_EXERCISE DETAILS_: Can you print every line of the listing below verbatim, leaving out the pictures?
- - - - -
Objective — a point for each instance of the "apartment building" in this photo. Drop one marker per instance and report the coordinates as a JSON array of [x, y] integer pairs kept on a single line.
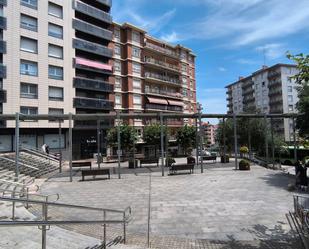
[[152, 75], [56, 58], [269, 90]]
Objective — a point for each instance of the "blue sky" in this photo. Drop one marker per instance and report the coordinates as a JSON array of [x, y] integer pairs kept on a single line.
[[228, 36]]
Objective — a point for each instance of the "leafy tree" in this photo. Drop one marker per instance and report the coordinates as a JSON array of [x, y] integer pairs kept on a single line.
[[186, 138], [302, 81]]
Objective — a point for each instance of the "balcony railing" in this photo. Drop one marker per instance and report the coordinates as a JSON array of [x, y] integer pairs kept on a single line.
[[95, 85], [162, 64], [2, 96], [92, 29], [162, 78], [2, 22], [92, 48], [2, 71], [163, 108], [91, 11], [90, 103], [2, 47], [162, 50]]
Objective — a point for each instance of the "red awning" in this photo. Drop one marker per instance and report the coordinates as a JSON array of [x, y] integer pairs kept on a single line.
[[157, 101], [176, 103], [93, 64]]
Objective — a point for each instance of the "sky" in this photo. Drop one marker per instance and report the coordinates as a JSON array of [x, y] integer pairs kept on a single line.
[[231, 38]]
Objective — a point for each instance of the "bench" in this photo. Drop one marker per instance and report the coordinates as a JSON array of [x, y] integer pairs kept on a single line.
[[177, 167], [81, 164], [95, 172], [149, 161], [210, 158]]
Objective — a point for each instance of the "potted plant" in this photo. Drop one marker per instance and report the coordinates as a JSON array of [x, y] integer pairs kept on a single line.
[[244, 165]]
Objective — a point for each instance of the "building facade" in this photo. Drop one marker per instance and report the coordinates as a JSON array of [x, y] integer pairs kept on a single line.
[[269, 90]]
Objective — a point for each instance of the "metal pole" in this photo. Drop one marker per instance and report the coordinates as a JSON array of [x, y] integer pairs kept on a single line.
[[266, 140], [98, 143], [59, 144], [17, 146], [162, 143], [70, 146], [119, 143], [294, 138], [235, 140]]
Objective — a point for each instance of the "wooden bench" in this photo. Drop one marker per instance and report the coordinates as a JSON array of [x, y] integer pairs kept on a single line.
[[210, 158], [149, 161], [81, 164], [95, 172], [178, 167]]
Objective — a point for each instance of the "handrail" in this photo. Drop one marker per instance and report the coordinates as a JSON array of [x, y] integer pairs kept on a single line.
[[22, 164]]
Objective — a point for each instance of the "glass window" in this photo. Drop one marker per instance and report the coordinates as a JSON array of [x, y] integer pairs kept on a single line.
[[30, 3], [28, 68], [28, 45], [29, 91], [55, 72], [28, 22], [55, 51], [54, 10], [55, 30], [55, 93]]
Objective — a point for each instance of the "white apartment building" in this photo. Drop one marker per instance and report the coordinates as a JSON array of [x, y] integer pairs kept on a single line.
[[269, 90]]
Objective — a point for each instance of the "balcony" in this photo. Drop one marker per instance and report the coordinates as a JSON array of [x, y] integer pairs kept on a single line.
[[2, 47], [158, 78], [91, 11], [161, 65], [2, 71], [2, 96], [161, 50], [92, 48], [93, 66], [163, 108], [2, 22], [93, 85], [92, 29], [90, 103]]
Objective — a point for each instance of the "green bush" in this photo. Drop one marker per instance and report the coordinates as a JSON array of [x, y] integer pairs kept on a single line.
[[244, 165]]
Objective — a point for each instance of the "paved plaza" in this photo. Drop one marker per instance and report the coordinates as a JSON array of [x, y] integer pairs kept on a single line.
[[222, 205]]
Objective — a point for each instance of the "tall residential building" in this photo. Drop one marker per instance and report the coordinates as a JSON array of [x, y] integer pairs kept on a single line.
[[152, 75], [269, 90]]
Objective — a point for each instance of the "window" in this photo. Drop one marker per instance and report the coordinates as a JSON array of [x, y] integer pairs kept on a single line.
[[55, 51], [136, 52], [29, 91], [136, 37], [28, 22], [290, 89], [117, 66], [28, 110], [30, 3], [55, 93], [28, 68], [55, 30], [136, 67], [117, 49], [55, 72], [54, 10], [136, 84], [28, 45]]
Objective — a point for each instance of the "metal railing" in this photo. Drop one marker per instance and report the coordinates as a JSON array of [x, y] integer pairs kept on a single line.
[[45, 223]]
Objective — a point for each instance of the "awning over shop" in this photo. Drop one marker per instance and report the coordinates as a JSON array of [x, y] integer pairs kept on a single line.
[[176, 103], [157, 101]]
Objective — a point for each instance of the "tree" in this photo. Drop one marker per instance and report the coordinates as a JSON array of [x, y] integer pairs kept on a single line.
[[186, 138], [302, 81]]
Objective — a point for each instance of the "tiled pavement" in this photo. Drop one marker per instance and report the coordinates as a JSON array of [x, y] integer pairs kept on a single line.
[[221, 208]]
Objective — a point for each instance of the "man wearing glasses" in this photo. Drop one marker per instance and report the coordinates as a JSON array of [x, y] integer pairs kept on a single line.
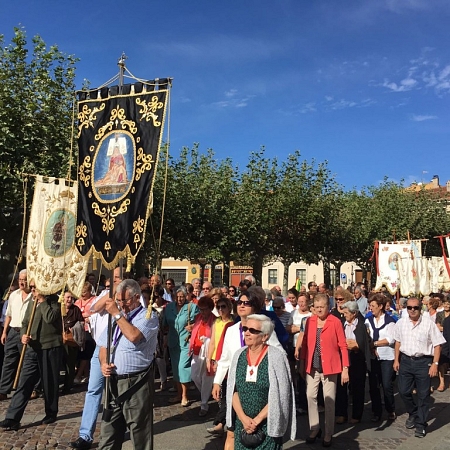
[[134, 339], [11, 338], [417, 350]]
- - - - -
_RESPONSE_:
Objective — a point for each instance of the "apartment building" in this photo. Drop one marker per instance and report the coordinates as a JSON array of [x, y] integer pairs kept on a single line.
[[152, 75], [56, 58], [269, 90]]
Objective — a point for each instance of the "blue sky" in this photo. Drop one marker per instance and report the coordinates as a JSON array of [x, y] integer pairs kept on a single line.
[[228, 36]]
Objective — a point for each instance of the "leafy tree" in this photo. Drop one marker per instance and report the coordinates as a JSON array of [x, y] integer pairs kept on a single line.
[[186, 138], [302, 81]]
Objective — a point for each instance of the "balcony railing" in this photo. Drop one marker per instance and report the coordinates as a JSON array of [x, y] integer pairs kept on a single line.
[[95, 85], [162, 64], [2, 96], [92, 29], [162, 78], [2, 22], [92, 48], [2, 71], [163, 108], [91, 11], [90, 103], [2, 47], [162, 50]]
Objective — a point for each instance of the "red awning" in this photo. Drop one marker per instance and report the coordinates as a JSON array of [x, y] integer pairs kept on a single line.
[[157, 101], [176, 103], [93, 64]]
Objective — a point for each instance of the "sky" in this photo. Drop one marker per instance and report the coordinates as a JSON array of [x, y] integer pairs kept on a single line.
[[231, 38]]
Objective — a point for each instance of the "bench" in this photo. Drop one marker per instance and report the coordinates as a JSON array of [x, y] integer pairs kept on a single line.
[[177, 167], [81, 164], [95, 172], [149, 161], [210, 158]]
Objective — a point for each instance of the "potted plant" in this photo. Drop one marker per instance and report the coordinates as a JSON array of [x, y] integer pairs kept on a single line.
[[244, 165]]
Objective — a point for each instance of the "building facade" in this photo. Drop one marker per instance and report the coordinates as a JSON array of [x, y] integer pairs kept on a single line.
[[269, 90]]
Objective — a point for each instance of the "metal pole" in this photo. Drop one marker per instance and report the coordinates as a JSON array of [x, y] integer pairs kept on a single line.
[[266, 140], [98, 143], [59, 144], [17, 146], [162, 143], [70, 146], [119, 143], [294, 138], [235, 140]]
Objective — a point for each instance of the "wooden bench" in this photo. Drop one marker per instance and report the coordinates as a JSON array of [x, y] integer pairs kept on a single line.
[[210, 158], [149, 161], [81, 164], [95, 172], [178, 167]]
Objective — a point for each instance of the "handrail" in this photo. Drop one marker per instance and report the coordinates as a JSON array of [x, y] integer pairs kept on a single line.
[[22, 164]]
Objective — a point for each instance of the "glass window" in this photo. Drop one marker per instance and report the coordinates as a JSON array of [x, y] integer pairs kept on a single line.
[[30, 3], [28, 68], [28, 45], [29, 91], [55, 72], [28, 22], [55, 51], [54, 10], [55, 30], [55, 93]]
Objective — a point for each instance of the "white apartment building" in this photo. Drop one marker per instance and report the coordinates as a JSON array of [x, y] integer pairs kept on a single line.
[[269, 90]]
Objective — a point for each instance of the "balcony" in this photo. Drop one marker per instance and report the coordinates as a JSON array of [x, y] integer pairs kept on a single line.
[[2, 47], [158, 78], [91, 11], [161, 65], [2, 71], [2, 96], [161, 50], [92, 48], [93, 66], [163, 108], [2, 22], [93, 85], [92, 29], [90, 103]]
Objective — a point for each instance of the "green bush" in this photo. Drop one marker per instance and report the coordinates as a JSON array of [x, y] integer pairs kept on a single line.
[[244, 165]]
Objective — a point for each instance of the "paved plaza" in this photo. Drop one marker per instance and report the coordinates as a JSON array of [x, y] integer pairs kept on a single line.
[[222, 205]]
Objective — a point for each instance of the "tall residential building" in this photo. Drop one marker per instance and report the coordinates as a JSON array of [x, y] integer pairs kept on a single line.
[[152, 75], [269, 90]]
Objective — a point for each instance of the "window" in this photo. Drop one marker per instance and report the coordinates as a JSON array of [x, y] integer pairs kept on a single line.
[[55, 51], [136, 52], [29, 91], [136, 37], [28, 22], [290, 89], [117, 66], [28, 110], [30, 3], [55, 93], [28, 68], [55, 30], [136, 67], [117, 49], [55, 72], [54, 10], [136, 84], [28, 45]]
Objective — a point for each instance of the "metal railing" in this photo. Drop one marker per instance and report the coordinates as a JSON array of [x, y] integer pairs kept on a single line.
[[45, 223]]
Objective — a point for each instance of the "awning over shop" in this photo. Drop one marker per instance and report the coordinates as a JSON array of [x, y] integer pairs kept on a single line.
[[176, 103], [157, 101]]
Objective — a point for each instance of the "tree" in this photo. Drop one marker per instance and report the coordinates as a JSON array of [x, y] integer pairs kept on a single line.
[[186, 138], [302, 81]]
Objective — a point for each instance of the "tiled pavement" in this photo. Drop one marker per instance and report the coordinates as a JSON array of [x, y] integer pairs kept on a single line.
[[221, 208]]
Objective — a point for each instance of the "man wearing glasses" in this photo. Drop one marker per instance and report the coordinates as a JSON array of [x, y] integer pairs kept on a single line.
[[134, 339], [11, 338], [417, 350]]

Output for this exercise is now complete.